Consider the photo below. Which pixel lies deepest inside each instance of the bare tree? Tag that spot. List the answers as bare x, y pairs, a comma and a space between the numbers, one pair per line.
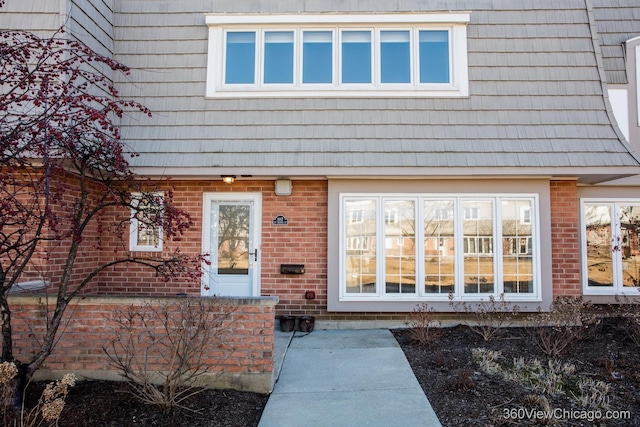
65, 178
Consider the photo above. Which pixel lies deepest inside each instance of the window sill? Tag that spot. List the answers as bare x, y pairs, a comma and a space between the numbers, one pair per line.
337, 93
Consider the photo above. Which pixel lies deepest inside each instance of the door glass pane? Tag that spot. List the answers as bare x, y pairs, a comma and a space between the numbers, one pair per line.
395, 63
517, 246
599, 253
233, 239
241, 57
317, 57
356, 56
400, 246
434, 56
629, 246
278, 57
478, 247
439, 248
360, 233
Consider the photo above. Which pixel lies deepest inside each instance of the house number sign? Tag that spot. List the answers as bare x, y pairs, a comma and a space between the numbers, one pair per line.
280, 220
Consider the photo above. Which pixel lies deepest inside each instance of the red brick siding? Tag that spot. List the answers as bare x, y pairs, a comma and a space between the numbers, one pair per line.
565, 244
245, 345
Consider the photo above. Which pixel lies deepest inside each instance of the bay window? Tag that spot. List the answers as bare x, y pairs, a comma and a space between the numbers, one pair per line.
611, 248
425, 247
——
(Your task) Every line of the data above should be repeated exactly. Omit the pictures.

(Exercise answer)
Consider the photo below. Which pixel lies deepest inside each instance of the bare tree? Tag that spot. List the answers as bare x, y pairs, a comma and a space between the numbers, one pair per line.
65, 178
Consider the photo above. Which pixel lies deepest inside each instance of the window sill? Tag that spot. List the answers as bare x, y pairs, a comma and a space between the numbers, one pair per line.
337, 93
Consider the photo above. Which pixel lies deepest inside each instance of the door glass pane? Tag that spot. List the answers as bare x, y pairs, a comma and a space between the numbers, one pair per line.
395, 63
517, 246
599, 253
233, 239
241, 57
317, 57
356, 56
400, 246
434, 56
629, 246
278, 57
478, 247
439, 248
360, 233
Consider the photo above. Which pixel lies deepest inside each instance of the house number sign? Tag that spot. List the answers as bare x, y pairs, a comma and a space between the numbers, one pair per line.
280, 220
Consider the photo above. Which pixel lies deepest inside each instance of the red brick siding? Tag that spot. List the answers as bare x, y pairs, a comma and a space between the numbers, one pair per line.
565, 244
245, 345
Consider the photo above. Which pixel lies deepest inside each instance of the bay window? Tag that spot. List the answers as bare x, y pairs, a comma and a space between the numbers, one pair per line.
611, 248
425, 247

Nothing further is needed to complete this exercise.